Selected extract: Begin

Prix de Print No. 36 E Cigarettes by Mary-Ann Monforton

  • Mary-Ann Monforton, E Cigarettes (2019)

  • Lithograph, 30 x 19 3/4 inches. Edition of 20. Printed and published by Derriere L’Etoile Studios, Queens, NY. $400.

Mary-Ann Monforton, E Cigarettes (2019), lithograph, 30 x 19 3/4 inches. Edition of 20. Printed and published by Derriere L’Etoile Studios, Queens, NY. $400.

All the works submitted for the Prix de Print were carefully crafted and interesting. Some engaged not only the visual sense, but also the intellect and the emotions—a triple treat. Some furthermore called up contemporary social issues, putting the work into a larger historical context.

Jurors for the Prix de Print are given images and descriptions, but not the artist’s name (although several entries were by printmakers whose work has previously appeared in< Art in Print and might be recognized by regular readers). I chose Mary-Ann Monforton’s deceptively simple lithograph. The delicate colors and thin lines catch the viewer off guard: are the two long vertical forms with a brown band at the top and a rounded blue tip of color at the bottom a pair of knee socks? Or are they more sinister—test tubes suggestive of drug production, perhaps? The title identifies Monforton’s simplified forms as a pair of e-cigarettes—traditional banded tubes of paper-and-tobacco, signaling their status as electronic only by the blue glow at the tip.

Monforton describes herself as a sculptor who draws in preparation for her sculptures. She prefers to create simple objects that reverberate in complex ways. Many of her sculptures have taken the form of simple objects that act as metonyms for human quandaries: a dilapidated football questions the honesty and morality of professional sports; a misshapen 8-ball promises—on no good evidence—good fortune.

She has also created e-cigarette sculptures—small ones made from clay, pencil and paint, and large ones from wire mesh and plaster gauze that lean against the wall like flimsy, loitering logs—or people who have a quick smoke by an office building’s back door. Like those in the print, the sculptures are slightly bent and irregular, communicating a poignancy that throws the viewer off balance, prompting both humor and dread. Working on this lithograph with printer Maurice Sanchez at Derriere L’Etoile Studios, she purposefully emphasized the drawn line that articulates the cigarette’s irregular forms and filter bands.

Since arriving in New York City from Grand Rapids, Michigan, with a BFA in sculpture in 1974, Monforton has enjoyed a varied career: she has been a chorus-line dancer for the reggae/ska band the Copacetics; a jazz music promoter, combining established musicians and punk jazz; and since 1993, associate publisher of BOMB Magazine. She began collecting art in 1981 with works by Kenny Scharf, Keith Haring and Jean-Michel Basquiat.

The death of her mother and a subsequent Ox-Bow residency in Saugatuck, Michigan, prompted her to return to the studio and make art again. When a friend gave her some stone clay, she began playing with it, coiling snakes that evolved into e-cigarettes. When she gave these four-inch objects to friends, they laughed and pretended to smoke—or more accurately, to vape. With these forlorn but somehow charming objects, whether sculpted or drawn, Monforton captures the responses to smoking, both positive and negative. While e-cigarettes may be less lethal than regular smokes (they are too recent for longitudinal studies), their chemical contents are linked to brain damage, heart disease and cancer; they are restricted by the Food and Drug Administration to people 18 and over; and they are not approved as a quit-smoking aid, like medicinal patches or gum. Monforton’s image entices, but it also provokes questions.

Mary-Ann Monforton has a lot to say. Her viewers want her to keep on talking.

Selected extract: End

_List of tasks_
a: In the Prix de Print article, which printer worked with Monforton on the lithograph?
b: Reproduce the passage of the Prix de Print article from "Mary-Ann Monforton, E Cigarettes (2019), lithograph, 30" to "larger historical context.".

Records provided: Begin

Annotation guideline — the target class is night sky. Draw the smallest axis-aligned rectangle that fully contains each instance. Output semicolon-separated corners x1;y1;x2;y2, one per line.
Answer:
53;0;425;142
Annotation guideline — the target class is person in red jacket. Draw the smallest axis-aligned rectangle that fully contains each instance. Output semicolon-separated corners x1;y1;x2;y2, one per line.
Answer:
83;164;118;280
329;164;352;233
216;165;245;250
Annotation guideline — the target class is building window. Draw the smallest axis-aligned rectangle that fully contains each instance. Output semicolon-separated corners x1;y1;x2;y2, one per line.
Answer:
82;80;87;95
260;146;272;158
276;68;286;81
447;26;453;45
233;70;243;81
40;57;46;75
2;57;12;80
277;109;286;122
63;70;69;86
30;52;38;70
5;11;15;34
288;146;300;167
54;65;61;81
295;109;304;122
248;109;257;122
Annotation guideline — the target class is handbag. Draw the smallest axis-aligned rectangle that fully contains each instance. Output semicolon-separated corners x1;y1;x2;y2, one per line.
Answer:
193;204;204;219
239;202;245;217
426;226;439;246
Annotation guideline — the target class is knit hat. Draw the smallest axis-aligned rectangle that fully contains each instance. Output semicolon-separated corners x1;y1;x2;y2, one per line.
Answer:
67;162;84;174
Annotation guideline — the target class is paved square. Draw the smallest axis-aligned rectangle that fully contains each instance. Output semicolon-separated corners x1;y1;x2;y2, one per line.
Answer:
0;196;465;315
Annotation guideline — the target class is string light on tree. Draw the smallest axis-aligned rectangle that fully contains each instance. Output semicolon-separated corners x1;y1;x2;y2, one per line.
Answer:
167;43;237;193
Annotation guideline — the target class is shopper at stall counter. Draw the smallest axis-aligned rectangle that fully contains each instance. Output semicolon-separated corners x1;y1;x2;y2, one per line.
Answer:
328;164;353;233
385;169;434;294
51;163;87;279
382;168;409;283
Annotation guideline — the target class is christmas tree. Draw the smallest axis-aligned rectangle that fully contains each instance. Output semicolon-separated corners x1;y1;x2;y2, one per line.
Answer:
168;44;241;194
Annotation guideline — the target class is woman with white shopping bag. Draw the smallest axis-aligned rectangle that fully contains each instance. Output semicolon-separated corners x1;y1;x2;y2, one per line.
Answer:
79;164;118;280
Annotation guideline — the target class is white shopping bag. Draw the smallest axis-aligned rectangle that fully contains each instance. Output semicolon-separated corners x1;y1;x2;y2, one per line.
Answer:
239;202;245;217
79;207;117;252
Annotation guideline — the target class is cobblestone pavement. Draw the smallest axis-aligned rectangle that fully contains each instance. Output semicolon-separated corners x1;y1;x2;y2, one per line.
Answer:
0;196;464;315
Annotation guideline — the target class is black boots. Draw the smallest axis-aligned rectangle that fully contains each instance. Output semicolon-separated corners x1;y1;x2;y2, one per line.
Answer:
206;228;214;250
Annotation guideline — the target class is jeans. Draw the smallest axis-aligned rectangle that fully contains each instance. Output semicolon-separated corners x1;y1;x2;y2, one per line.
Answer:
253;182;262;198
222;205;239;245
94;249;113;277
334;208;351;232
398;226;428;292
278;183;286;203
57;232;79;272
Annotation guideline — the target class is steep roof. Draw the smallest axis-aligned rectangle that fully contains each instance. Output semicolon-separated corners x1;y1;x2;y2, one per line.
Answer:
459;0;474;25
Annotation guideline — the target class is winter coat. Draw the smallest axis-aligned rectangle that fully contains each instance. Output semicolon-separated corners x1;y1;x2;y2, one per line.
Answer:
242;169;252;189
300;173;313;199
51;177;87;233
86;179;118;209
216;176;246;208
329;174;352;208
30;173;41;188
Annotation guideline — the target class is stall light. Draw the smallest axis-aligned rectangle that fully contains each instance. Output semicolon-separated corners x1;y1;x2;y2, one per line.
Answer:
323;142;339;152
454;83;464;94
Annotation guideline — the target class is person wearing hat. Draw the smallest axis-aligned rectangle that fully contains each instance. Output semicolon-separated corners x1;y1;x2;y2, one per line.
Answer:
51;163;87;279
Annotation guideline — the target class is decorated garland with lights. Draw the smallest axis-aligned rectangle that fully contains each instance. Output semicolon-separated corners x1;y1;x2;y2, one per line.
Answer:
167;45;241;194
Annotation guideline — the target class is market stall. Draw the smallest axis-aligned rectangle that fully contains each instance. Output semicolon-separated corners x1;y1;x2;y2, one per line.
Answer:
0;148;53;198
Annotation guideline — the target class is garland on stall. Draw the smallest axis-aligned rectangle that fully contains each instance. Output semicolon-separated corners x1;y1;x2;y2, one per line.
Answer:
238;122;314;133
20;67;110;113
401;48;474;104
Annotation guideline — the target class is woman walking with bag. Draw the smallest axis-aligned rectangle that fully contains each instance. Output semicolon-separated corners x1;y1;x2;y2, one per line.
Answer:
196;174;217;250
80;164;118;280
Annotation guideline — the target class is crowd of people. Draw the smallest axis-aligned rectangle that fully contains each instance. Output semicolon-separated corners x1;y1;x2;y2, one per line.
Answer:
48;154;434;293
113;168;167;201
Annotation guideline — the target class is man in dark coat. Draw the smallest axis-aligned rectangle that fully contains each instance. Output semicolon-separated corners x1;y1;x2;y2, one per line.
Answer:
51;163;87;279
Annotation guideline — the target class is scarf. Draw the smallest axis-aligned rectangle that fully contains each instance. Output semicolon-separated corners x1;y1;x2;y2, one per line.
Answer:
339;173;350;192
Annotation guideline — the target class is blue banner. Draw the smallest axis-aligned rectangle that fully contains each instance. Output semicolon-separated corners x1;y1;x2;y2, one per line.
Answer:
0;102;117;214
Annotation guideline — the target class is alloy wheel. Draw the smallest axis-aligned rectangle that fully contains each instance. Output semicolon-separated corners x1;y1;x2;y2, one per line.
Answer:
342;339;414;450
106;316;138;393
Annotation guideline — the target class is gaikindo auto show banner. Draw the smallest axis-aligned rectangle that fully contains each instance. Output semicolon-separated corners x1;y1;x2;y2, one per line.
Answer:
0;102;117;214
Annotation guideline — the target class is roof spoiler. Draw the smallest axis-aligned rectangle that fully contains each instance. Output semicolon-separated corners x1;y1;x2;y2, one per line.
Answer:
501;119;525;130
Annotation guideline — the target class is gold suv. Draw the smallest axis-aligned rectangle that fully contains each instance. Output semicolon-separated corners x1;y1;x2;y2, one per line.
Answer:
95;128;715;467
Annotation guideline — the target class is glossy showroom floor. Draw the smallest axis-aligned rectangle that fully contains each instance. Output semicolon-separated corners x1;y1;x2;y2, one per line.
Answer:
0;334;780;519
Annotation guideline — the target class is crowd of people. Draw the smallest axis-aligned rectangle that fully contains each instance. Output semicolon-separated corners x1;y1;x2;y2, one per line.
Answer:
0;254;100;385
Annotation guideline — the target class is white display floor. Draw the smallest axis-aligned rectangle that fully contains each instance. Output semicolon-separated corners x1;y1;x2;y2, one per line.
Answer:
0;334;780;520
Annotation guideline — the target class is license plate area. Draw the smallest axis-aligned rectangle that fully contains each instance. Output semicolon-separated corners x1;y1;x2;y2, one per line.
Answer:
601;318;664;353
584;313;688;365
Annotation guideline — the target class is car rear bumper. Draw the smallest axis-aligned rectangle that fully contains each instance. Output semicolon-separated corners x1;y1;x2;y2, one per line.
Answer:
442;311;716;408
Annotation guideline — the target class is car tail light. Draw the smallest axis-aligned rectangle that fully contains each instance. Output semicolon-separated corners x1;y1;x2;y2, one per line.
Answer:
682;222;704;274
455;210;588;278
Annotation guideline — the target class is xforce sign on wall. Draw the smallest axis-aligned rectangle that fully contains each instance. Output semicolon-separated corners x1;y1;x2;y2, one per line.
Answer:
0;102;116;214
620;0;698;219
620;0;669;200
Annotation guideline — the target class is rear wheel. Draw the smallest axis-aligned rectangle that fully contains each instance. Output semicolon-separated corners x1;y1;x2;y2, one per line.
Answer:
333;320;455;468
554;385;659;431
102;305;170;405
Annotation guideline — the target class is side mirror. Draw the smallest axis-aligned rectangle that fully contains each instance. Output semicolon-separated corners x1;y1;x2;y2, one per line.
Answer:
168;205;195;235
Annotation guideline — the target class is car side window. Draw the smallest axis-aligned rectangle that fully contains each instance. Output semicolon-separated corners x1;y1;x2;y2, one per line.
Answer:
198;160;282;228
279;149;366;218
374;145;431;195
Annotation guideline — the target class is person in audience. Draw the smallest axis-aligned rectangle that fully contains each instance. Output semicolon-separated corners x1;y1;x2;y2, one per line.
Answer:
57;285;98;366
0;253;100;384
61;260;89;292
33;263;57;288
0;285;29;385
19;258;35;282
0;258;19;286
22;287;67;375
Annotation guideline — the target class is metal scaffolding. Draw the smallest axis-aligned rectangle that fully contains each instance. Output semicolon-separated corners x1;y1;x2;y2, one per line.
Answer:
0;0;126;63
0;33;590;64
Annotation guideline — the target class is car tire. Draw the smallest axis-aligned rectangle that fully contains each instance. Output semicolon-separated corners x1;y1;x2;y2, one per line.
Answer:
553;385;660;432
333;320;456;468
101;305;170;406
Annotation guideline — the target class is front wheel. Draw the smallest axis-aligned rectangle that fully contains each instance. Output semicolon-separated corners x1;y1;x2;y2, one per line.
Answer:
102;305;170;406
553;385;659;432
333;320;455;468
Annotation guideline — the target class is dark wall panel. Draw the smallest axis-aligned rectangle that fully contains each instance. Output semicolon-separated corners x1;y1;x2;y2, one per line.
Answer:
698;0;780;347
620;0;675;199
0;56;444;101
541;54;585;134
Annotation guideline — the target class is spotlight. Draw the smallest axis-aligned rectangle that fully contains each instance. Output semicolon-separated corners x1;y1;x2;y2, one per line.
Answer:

Records provided: End

_Responses to the exercise_
a: Maurice Sanchez, at Derriere L’Etoile Studios.

b:
Mary-Ann Monforton, E Cigarettes (2019), lithograph, 30 x 19 3/4 inches. Edition of 20. Printed and published by Derriere L’Etoile Studios, Queens, NY. $400.

All the works submitted for the Prix de Print were carefully crafted and interesting. Some engaged not only the visual sense, but also the intellect and the emotions—a triple treat. Some furthermore called up contemporary social issues, putting the work into a larger historical context.